[Dataset excerpts]
++++++++++++++++++++

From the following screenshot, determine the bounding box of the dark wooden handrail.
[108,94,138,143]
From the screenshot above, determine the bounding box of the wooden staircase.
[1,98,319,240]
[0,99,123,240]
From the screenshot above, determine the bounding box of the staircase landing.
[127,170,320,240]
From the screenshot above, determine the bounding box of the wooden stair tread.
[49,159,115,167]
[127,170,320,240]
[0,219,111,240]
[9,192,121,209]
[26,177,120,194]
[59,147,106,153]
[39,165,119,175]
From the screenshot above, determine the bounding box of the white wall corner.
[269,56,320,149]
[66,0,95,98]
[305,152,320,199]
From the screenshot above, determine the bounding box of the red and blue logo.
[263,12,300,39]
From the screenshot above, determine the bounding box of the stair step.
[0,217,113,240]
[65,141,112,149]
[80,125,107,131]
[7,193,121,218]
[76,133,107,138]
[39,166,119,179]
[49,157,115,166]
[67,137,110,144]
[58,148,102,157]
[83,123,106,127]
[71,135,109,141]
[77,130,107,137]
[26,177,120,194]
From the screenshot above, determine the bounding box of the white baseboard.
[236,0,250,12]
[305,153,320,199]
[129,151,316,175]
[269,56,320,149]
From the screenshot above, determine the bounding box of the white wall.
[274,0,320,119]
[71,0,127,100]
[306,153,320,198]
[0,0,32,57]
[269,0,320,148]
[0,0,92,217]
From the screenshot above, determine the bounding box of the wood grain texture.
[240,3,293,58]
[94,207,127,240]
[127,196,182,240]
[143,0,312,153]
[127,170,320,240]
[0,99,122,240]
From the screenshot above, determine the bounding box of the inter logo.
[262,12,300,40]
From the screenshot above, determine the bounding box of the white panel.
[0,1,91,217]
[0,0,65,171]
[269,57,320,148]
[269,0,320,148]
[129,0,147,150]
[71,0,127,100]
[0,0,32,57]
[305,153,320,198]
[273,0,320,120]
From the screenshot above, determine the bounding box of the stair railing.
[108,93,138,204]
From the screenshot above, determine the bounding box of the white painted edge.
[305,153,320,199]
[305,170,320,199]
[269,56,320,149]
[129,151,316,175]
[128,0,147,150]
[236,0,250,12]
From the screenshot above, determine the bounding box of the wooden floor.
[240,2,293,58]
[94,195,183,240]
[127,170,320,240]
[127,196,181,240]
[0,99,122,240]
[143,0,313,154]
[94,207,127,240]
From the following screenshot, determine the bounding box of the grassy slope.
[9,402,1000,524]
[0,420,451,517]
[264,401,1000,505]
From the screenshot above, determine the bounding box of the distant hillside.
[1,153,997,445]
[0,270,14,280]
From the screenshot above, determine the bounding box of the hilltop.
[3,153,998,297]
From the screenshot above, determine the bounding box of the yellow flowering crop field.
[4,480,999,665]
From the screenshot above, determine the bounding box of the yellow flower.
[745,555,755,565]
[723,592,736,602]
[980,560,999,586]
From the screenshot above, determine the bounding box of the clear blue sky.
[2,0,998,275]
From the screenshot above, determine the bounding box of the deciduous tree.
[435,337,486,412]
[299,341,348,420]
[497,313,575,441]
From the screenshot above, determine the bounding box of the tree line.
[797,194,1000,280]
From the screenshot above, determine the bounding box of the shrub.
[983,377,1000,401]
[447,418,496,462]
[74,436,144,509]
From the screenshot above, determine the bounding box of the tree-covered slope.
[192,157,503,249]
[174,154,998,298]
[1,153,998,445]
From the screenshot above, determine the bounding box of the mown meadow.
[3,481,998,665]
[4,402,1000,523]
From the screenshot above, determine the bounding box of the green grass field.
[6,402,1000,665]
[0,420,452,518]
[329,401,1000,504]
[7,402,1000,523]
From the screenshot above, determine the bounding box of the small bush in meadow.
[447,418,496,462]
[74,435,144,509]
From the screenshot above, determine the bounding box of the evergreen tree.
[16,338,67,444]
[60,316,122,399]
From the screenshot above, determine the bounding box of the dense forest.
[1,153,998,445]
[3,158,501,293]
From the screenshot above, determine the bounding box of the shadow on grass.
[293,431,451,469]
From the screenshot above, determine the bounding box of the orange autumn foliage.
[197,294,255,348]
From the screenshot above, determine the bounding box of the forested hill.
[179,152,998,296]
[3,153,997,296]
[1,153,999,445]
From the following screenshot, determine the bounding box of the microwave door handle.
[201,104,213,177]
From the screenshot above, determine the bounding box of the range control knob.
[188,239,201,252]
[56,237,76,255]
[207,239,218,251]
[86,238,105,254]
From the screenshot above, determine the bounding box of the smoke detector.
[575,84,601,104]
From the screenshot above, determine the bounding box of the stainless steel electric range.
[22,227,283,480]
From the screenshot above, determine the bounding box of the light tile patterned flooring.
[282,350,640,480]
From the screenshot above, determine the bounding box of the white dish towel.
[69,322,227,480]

++++++++++++++++++++

▸ **EXERCISE PROMPT**
Go through the data and return every record exactly.

▸ **SOLUTION FOR THIS PROBLEM**
From the following screenshot, determine the bounding box of the dark wooden handrail.
[108,94,138,143]
From the screenshot above, determine the bounding box of the wooden staircase.
[1,98,319,240]
[0,99,123,240]
From the screenshot above, determine the bounding box of the staircase landing.
[127,170,320,240]
From the screenshot above, determine the bounding box of the wooden stair tread.
[49,159,115,167]
[127,170,320,240]
[0,219,111,240]
[9,192,121,209]
[26,177,120,194]
[59,147,106,153]
[39,165,119,175]
From the screenshot above, determine the bounding box of the white wall corner.
[269,56,320,149]
[66,0,95,98]
[305,152,320,199]
From the screenshot above, determine the bounding box of the red and blue logo.
[263,12,300,39]
From the screenshot above, determine the bounding box of the stair step.
[0,217,113,240]
[65,141,112,149]
[80,125,107,131]
[7,193,121,218]
[76,133,107,138]
[39,166,119,179]
[49,157,115,166]
[67,137,110,144]
[58,148,102,157]
[83,123,106,127]
[71,135,109,141]
[77,130,107,137]
[26,177,120,194]
From the screenshot above, determine the bounding box of the white baseboard.
[236,0,250,12]
[305,153,320,199]
[129,151,316,175]
[269,56,320,149]
From the screenshot above, determine the bounding box of the white wall.
[274,0,320,119]
[71,0,127,100]
[306,153,320,198]
[0,0,32,57]
[269,0,320,148]
[0,0,92,217]
From the screenshot above, determine the bounding box of the wood grain texture.
[240,3,293,58]
[94,207,127,240]
[127,196,182,240]
[143,0,312,153]
[127,170,320,240]
[0,99,122,240]
From the screenshot above, determine the bounding box of the inter logo.
[262,12,300,40]
From the screenshot above, determine the bounding box of the white panel.
[0,1,91,217]
[0,0,65,171]
[269,57,320,148]
[269,0,320,148]
[129,0,147,150]
[71,0,127,100]
[0,0,32,57]
[305,153,320,198]
[273,0,320,120]
From the screenshot above, determine the bounding box of the stair railing.
[108,93,138,204]
From the screenshot above, determine the bounding box of the white painted edge.
[305,153,320,199]
[305,170,320,199]
[269,56,320,149]
[129,151,316,175]
[128,0,147,150]
[236,0,250,12]
From the screenshot above, determine the bounding box of the wooden floor.
[240,2,293,58]
[94,195,183,240]
[127,170,320,240]
[127,196,181,240]
[0,99,122,240]
[143,0,313,154]
[94,207,127,240]
From the following screenshot, determine the bounding box of the grassy slope.
[9,402,1000,524]
[0,420,451,517]
[264,401,1000,505]
From the screenshot above, determine the bounding box of the distant hillside.
[1,153,997,445]
[0,270,14,280]
From the screenshot above, determine the bounding box of the hilltop.
[3,153,998,297]
From the screenshot above, determine the bounding box of the yellow flowering crop field.
[4,480,999,665]
From the screenshot above, determine the bounding box of the yellow flower.
[745,555,755,565]
[723,592,736,602]
[980,560,999,586]
From the screenshot above, determine the bounding box of the clear blue sky.
[2,0,998,275]
From the screenshot above, determine the bounding box of the deciduous tree.
[435,337,486,412]
[299,341,348,420]
[497,313,575,441]
From the screenshot above, determine the bounding box of the tree line.
[797,194,1000,280]
From the screenshot above, determine the bounding box of the shrub.
[983,377,1000,401]
[447,418,496,462]
[74,436,144,509]
From the screenshot above, determine the bounding box of the tree-covered slope.
[192,157,503,249]
[174,154,998,298]
[1,153,998,445]
From the screenshot above, determine the bounding box of the mown meadow.
[3,481,998,665]
[4,402,1000,523]
From the screenshot above, determine the bounding box of the green grass field.
[6,402,1000,665]
[0,420,452,518]
[329,401,1000,504]
[7,402,1000,523]
From the screenshot above, determine the bounding box of the small bush in meadow.
[447,418,496,462]
[74,435,144,509]
From the screenshot above, determine the bounding box of the evergreen tree.
[16,338,67,444]
[60,316,122,399]
From the screenshot above, determine the bounding box of the dense forest.
[1,153,998,445]
[3,158,501,293]
From the screenshot above, determine the bounding box of the shadow on grass.
[293,431,451,469]
From the screenshot above, determine the bounding box of the orange autumn foliage.
[197,294,255,348]
From the screenshot above, determine the bounding box of the forested hill.
[179,152,998,296]
[3,153,997,296]
[1,153,999,445]
From the following screenshot, determine the bounding box of the microwave door handle.
[201,104,213,177]
From the screenshot above, determine the bounding box of the range control knob.
[188,239,201,252]
[56,237,76,255]
[207,239,218,251]
[86,238,105,254]
From the screenshot above, determine the bounding box of the smoke detector.
[575,84,601,104]
From the screenshot above, determine the bounding box of the stainless steel electric range.
[22,227,283,480]
From the screenshot above, determine the bounding box of the light tile patterned flooring.
[282,350,640,480]
From the screenshot above, determine the bounding box of the white dish towel.
[69,322,227,480]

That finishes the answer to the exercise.